## What you will do
Reprint the entries without altering anything.

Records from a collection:
++++++++++++++++++++

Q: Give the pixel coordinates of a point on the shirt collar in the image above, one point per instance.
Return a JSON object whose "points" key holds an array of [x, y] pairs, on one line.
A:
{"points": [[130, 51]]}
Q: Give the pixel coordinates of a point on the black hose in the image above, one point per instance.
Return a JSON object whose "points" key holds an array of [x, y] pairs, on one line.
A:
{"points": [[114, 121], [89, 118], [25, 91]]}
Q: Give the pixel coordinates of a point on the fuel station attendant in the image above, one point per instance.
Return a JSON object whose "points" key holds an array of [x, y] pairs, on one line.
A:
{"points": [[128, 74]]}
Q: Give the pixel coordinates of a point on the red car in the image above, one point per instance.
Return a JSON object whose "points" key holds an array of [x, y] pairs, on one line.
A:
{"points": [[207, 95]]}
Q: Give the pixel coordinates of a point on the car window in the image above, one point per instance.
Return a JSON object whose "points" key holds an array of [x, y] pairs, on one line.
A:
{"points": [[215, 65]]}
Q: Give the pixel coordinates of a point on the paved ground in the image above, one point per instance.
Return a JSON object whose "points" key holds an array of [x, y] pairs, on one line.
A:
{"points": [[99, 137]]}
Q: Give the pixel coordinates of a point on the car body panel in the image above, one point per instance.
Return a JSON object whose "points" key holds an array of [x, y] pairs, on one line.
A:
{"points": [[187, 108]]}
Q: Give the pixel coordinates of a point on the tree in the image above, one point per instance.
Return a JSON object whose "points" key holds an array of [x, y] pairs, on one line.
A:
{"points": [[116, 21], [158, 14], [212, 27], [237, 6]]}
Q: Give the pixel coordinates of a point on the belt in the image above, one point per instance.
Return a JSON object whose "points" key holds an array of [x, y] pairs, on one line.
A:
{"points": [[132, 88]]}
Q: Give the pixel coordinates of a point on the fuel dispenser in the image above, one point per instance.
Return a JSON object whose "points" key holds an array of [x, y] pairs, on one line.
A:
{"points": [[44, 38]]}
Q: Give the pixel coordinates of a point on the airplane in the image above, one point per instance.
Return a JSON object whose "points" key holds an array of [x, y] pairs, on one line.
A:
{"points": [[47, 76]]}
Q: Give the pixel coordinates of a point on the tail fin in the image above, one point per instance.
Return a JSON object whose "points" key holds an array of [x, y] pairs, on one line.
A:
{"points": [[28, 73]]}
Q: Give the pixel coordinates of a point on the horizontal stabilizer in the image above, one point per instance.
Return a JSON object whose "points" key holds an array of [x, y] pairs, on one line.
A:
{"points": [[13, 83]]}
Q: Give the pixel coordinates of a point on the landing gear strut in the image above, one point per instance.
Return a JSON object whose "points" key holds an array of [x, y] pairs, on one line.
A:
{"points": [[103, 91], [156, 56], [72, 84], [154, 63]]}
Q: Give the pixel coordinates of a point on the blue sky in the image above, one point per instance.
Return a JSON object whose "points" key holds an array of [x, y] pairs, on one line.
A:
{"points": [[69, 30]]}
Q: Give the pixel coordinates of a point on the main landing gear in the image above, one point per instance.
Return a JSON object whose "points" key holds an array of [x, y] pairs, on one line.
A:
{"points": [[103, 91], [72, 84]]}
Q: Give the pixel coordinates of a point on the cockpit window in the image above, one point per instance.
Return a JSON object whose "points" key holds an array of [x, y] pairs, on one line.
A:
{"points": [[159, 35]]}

++++++++++++++++++++

## Task result
Q: Give the pixel coordinates of a point on the shirt collar in the image above, one point per instance.
Return a JSON object whose "points" key holds an array of [x, y] pairs, on one line.
A:
{"points": [[130, 51]]}
Q: Give the pixel coordinates of a point on the black hose in the image above, one point per instance.
Return a JSON object whose "points" key holds an array of [x, y] pairs, on one line.
A:
{"points": [[114, 121], [89, 118], [25, 91]]}
Q: Give the pixel coordinates of a point on the fuel station attendant in the image above, one point per instance.
Return a JSON object whose "points" key holds an array of [x, y] pairs, on one line.
A:
{"points": [[128, 74]]}
Q: Give the pixel coordinates of a point on the red car in the image above, one point per instance.
Return a JSON object whose "points" key holds an array of [x, y] pairs, on one line.
A:
{"points": [[207, 95]]}
Q: Give the pixel coordinates of a point on the car window in the image above, one point per instance.
Return a JSON object whose "points" key holds an array of [x, y] pairs, on one line.
A:
{"points": [[215, 65]]}
Q: Give the pixel coordinates of a point on the paved ground in the image above, one point per instance.
Return a JSON object whose "points" key holds an array of [x, y] pairs, on one line.
A:
{"points": [[99, 137]]}
Q: Give the pixel coordinates of a point on the car body panel in the image above, one point per instance.
Return a JSON object whose "points" key holds an array of [x, y] pairs, on one line.
A:
{"points": [[187, 108]]}
Q: Give the pixel coordinates of a point on the tree in the image above, one point per instance.
Return a JSON object whose "points" key holds an array of [x, y] pairs, on one line.
A:
{"points": [[116, 21], [158, 14], [212, 27], [237, 6]]}
Q: Give the pixel coordinates of a point on the belt in the image above, one point per instance.
Return a JSON object whose "points" key holds an array of [x, y] pairs, on one line.
A:
{"points": [[132, 88]]}
Q: Give the pixel coordinates of a point on the fuel dispenser in the image above, one point per instance.
Return a JSON object whose "points" key holds an array of [x, y] pairs, on one line.
A:
{"points": [[44, 38]]}
Q: Give the pixel coordinates of a point on the airplane in the image above, one point per instance.
Return a JSON object whose "points" key holds an array of [x, y] pairs, on one line.
A:
{"points": [[47, 76]]}
Q: Give the pixel coordinates of a point on the tail fin in the image above, one point per instance.
Return a JSON object whose "points" key holds an array of [x, y] pairs, on one line.
A:
{"points": [[28, 73]]}
Q: Give the pixel coordinates of a point on the horizontal stabilizer in the image above, one point per instance.
Return a JSON object whose "points" key holds an array of [x, y] pairs, on one line.
A:
{"points": [[13, 83]]}
Q: Give the pixel coordinates of a point on the landing gear strut in the image above, one point per instance.
Return a JSON object whose "points" key holds an array of [x, y] pairs, on one line.
A:
{"points": [[103, 91], [156, 56], [72, 84], [154, 63]]}
Q: Give the pixel coordinates of a point on the blue sky in the image above, one point per instance.
Return a JSON object whose "points" key holds an array of [x, y] pairs, on one line.
A:
{"points": [[69, 30]]}
Q: Give the pixel coordinates of a point on the main landing gear in the image above, one point per instance.
Return a JSON object whose "points" key holds an array of [x, y] pairs, on one line.
A:
{"points": [[103, 91], [72, 84]]}
Q: Give the pixel coordinates of a point on the cockpit window in the image above, one point per instance.
Return a JSON object whose "points" key holds an array of [x, y] pairs, on one line.
A:
{"points": [[159, 35]]}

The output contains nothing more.